### EXERCISE INSTRUCTIONS
Could you copy every record exactly as it appears?

· · · · ·

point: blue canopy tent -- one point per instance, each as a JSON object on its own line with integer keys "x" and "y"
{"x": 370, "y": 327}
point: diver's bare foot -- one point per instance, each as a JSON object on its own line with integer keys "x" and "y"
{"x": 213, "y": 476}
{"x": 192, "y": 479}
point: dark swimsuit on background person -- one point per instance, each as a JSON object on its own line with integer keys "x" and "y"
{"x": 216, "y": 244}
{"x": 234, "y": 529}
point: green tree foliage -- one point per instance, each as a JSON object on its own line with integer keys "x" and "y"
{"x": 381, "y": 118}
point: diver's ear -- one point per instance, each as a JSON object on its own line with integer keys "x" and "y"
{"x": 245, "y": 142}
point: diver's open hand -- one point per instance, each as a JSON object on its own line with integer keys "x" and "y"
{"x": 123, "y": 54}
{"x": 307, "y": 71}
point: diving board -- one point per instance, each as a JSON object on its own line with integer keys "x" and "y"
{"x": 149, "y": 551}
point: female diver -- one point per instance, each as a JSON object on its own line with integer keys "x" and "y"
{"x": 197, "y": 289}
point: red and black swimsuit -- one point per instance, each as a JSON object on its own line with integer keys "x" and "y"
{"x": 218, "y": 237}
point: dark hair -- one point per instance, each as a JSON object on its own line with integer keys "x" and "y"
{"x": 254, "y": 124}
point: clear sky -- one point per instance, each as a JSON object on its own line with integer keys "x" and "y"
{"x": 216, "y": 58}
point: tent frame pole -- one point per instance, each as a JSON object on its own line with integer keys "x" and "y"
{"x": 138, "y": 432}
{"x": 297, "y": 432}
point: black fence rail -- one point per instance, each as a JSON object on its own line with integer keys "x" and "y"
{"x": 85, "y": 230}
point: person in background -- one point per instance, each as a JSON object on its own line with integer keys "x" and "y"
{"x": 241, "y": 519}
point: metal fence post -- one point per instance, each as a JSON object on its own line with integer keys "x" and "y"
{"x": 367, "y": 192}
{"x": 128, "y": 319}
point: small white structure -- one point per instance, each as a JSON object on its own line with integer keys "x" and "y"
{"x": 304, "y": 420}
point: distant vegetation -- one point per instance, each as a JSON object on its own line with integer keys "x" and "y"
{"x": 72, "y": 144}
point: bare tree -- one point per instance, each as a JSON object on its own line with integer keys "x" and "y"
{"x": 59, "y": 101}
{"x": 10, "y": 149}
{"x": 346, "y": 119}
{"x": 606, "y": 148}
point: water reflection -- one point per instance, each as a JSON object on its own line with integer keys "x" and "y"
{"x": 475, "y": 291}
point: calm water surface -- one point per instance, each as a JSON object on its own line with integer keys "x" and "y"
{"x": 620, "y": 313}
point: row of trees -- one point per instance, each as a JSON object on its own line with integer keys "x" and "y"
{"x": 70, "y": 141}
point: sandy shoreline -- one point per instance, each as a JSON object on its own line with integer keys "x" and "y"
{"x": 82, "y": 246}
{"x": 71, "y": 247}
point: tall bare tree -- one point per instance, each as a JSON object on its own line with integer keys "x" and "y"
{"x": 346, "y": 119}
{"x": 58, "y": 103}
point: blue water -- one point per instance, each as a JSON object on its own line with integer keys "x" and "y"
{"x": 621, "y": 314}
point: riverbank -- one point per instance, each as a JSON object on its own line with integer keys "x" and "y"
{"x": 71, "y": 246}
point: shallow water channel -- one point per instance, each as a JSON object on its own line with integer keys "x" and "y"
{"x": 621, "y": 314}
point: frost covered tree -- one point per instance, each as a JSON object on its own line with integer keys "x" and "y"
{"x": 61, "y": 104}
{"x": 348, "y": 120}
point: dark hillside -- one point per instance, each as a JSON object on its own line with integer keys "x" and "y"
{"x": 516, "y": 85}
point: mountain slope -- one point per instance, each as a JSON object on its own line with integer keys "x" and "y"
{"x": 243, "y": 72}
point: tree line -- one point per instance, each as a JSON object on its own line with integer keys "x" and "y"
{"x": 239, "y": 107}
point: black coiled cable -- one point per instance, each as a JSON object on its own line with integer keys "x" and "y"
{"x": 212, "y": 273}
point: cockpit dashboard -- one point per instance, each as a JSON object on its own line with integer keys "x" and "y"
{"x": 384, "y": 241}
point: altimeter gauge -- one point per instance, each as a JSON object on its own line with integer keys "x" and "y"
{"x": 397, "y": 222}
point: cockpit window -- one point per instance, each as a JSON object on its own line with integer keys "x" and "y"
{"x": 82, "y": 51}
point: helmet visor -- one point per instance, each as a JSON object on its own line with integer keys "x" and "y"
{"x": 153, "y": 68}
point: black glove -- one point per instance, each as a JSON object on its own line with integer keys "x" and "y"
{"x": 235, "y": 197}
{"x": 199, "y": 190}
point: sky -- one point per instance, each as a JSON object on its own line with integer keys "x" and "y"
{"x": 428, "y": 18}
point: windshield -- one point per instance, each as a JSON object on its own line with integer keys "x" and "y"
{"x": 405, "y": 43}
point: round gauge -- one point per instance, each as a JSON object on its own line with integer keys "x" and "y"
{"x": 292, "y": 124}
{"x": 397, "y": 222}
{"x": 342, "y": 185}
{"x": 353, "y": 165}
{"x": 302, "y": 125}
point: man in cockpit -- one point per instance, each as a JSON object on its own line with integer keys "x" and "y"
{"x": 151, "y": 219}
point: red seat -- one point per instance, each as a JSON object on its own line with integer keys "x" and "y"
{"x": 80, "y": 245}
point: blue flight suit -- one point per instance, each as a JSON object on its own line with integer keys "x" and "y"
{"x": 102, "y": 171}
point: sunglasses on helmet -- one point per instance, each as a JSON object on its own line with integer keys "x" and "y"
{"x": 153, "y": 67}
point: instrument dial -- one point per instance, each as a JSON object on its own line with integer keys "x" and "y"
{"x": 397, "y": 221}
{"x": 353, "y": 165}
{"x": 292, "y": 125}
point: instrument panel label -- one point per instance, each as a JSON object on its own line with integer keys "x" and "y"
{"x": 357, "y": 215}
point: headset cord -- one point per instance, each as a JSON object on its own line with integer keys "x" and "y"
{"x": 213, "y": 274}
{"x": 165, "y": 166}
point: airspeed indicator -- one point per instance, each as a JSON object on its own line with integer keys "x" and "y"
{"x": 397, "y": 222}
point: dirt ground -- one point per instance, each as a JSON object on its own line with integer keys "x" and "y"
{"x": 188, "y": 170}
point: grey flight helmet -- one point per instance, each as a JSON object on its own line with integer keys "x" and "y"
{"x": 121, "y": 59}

· · · · ·

### RESULT
point: blue canopy tent -- one point per instance, each as a JSON object on its own line with integer keys "x" and "y"
{"x": 370, "y": 327}
point: diver's bare foot -- one point per instance, each as a JSON object on its own line with integer keys "x" and "y"
{"x": 213, "y": 476}
{"x": 192, "y": 479}
point: dark swimsuit on background person -- one point per instance, each as a JSON object on its own line with integer keys "x" and "y"
{"x": 216, "y": 244}
{"x": 234, "y": 529}
point: green tree foliage -- one point per instance, each as a JSON object on its own line with integer keys "x" and "y"
{"x": 381, "y": 118}
point: diver's ear -- one point per instance, each as a JSON object on its own line with integer keys "x" and "y"
{"x": 245, "y": 142}
point: diver's open hand -- one point per instance, each as a JSON object on its own line with integer keys "x" and "y"
{"x": 123, "y": 54}
{"x": 307, "y": 71}
point: diving board -- one point per instance, each as a JSON object on its own line with integer keys "x" and "y"
{"x": 149, "y": 551}
point: female diver -- one point per instance, each as a JSON object on its own line with integer keys "x" and "y"
{"x": 197, "y": 289}
point: red and black swimsuit -- one point per instance, each as a JSON object on its own line with integer keys "x" and "y"
{"x": 218, "y": 237}
point: dark hair -- one point per instance, each as a JSON object on its own line with integer keys "x" and "y"
{"x": 254, "y": 124}
point: clear sky -- one point per instance, each as a JSON object on its own line with integer keys "x" and "y"
{"x": 216, "y": 58}
point: tent frame pole -- one point per instance, each as a JSON object on its own line with integer keys "x" and "y"
{"x": 138, "y": 432}
{"x": 297, "y": 432}
point: black fence rail -- one point per instance, each as a JSON object on its own line with integer keys "x" and "y"
{"x": 85, "y": 230}
point: person in background -- one point per instance, each as a JSON object on its own line with integer keys "x" and "y"
{"x": 241, "y": 519}
point: metal fence post -- one point per instance, each as a JSON object on its own line with integer keys "x" and "y"
{"x": 367, "y": 192}
{"x": 128, "y": 319}
point: small white structure -- one point per instance, each as a JSON object on its own line with integer keys "x" and "y"
{"x": 304, "y": 420}
point: distant vegetation -- one point per instance, each as a JSON object on its own line with integer keys "x" and "y"
{"x": 72, "y": 144}
point: bare tree -- one point per instance, each as a JSON object on its own line with integer keys "x" and "y"
{"x": 59, "y": 101}
{"x": 10, "y": 149}
{"x": 346, "y": 119}
{"x": 606, "y": 148}
point: water reflection -- one point per instance, each as a JSON object on its own line with integer keys "x" and "y"
{"x": 475, "y": 291}
point: calm water surface -- one point per instance, each as a JSON object on its own line with integer keys "x" and "y"
{"x": 620, "y": 313}
point: row of trees -- one point per instance, each as a JSON object on its own line with integer keys "x" and "y"
{"x": 70, "y": 141}
point: sandy shoreline -- one point per instance, each as a JSON object on its own line with integer keys "x" and "y"
{"x": 82, "y": 246}
{"x": 71, "y": 247}
point: tall bare tree -- one point per instance, each as a JSON object on its own line with integer keys "x" and "y"
{"x": 346, "y": 119}
{"x": 58, "y": 103}
point: blue water -- one point per instance, each as a JSON object on its own line with integer keys "x" and "y"
{"x": 621, "y": 314}
point: riverbank -- one point per instance, each as a JSON object on its own line with integer keys "x" and "y"
{"x": 71, "y": 246}
point: shallow water channel -- one point per instance, each as a JSON object on its own line with integer keys "x" and "y"
{"x": 621, "y": 314}
point: frost covered tree -- one point per instance, each as a JSON object on its own line with integer keys "x" and "y"
{"x": 61, "y": 104}
{"x": 348, "y": 120}
point: dark hillside -- one point per instance, each as a JSON object on its own line with integer keys "x" and "y"
{"x": 516, "y": 85}
point: mountain slope -- one point per instance, each as a JSON object on its own line with integer keys "x" and "y"
{"x": 243, "y": 72}
point: tree line -- one point per instance, each as a JSON object on its own line with integer keys "x" and "y"
{"x": 239, "y": 107}
point: black coiled cable -- one point per instance, each as a JSON object on its own line with integer keys "x" and "y"
{"x": 212, "y": 273}
point: cockpit dashboard -- one point per instance, each as a JSON object on its own line with integer keys "x" and "y"
{"x": 384, "y": 241}
point: altimeter gauge -- one point per instance, each as a JSON object on its own line with integer keys "x" and "y"
{"x": 397, "y": 222}
point: cockpit window -- one point per instance, each as a JSON object on its own line with integer keys "x" and "y"
{"x": 82, "y": 51}
point: helmet visor -- one point per instance, each as a JSON object on its own line with integer keys "x" and "y"
{"x": 153, "y": 68}
point: black glove -- one point per instance, each as a JSON object on its own line with integer keys "x" and "y"
{"x": 235, "y": 197}
{"x": 199, "y": 190}
point: sky -- one point per instance, each as a JSON object on its own line with integer keys "x" and "y"
{"x": 428, "y": 18}
point: windshield -- one point per instance, each as a JSON object on its own line with integer keys "x" and "y"
{"x": 405, "y": 43}
point: round gauge -- one point per instance, each as a JSON object on its own line with integer keys "x" and "y"
{"x": 292, "y": 124}
{"x": 397, "y": 222}
{"x": 342, "y": 185}
{"x": 353, "y": 165}
{"x": 302, "y": 125}
point: man in cockpit -- one point per instance, each as a JSON object on its own line with integer keys "x" and "y"
{"x": 151, "y": 219}
point: red seat -- one point per instance, each as a JSON object on its own line with integer keys "x" and "y"
{"x": 80, "y": 245}
point: blue flight suit -- one point per instance, each as a JSON object on its own line with integer keys "x" and "y"
{"x": 102, "y": 171}
point: sunglasses on helmet -- one point per instance, each as a JSON object on its own line with integer keys "x" and "y"
{"x": 153, "y": 67}
point: instrument dial -- one point per instance, each as a JSON object on its own line with integer keys "x" and "y"
{"x": 397, "y": 221}
{"x": 353, "y": 165}
{"x": 292, "y": 125}
point: instrument panel label -- one point per instance, each as a JSON object on its own line with integer keys "x" and "y"
{"x": 357, "y": 215}
point: headset cord -- one point per instance, each as a JSON object on its own line with integer keys "x" and "y"
{"x": 213, "y": 274}
{"x": 165, "y": 166}
point: airspeed indicator -- one point per instance, each as a JSON object on its own line with integer keys "x" and "y"
{"x": 397, "y": 222}
point: dirt ground -- one point per instance, each as a JSON object on its own line with integer keys "x" and "y"
{"x": 188, "y": 170}
point: grey flight helmet -- one point per instance, each as a JSON object on its own line with integer keys "x" and "y"
{"x": 121, "y": 59}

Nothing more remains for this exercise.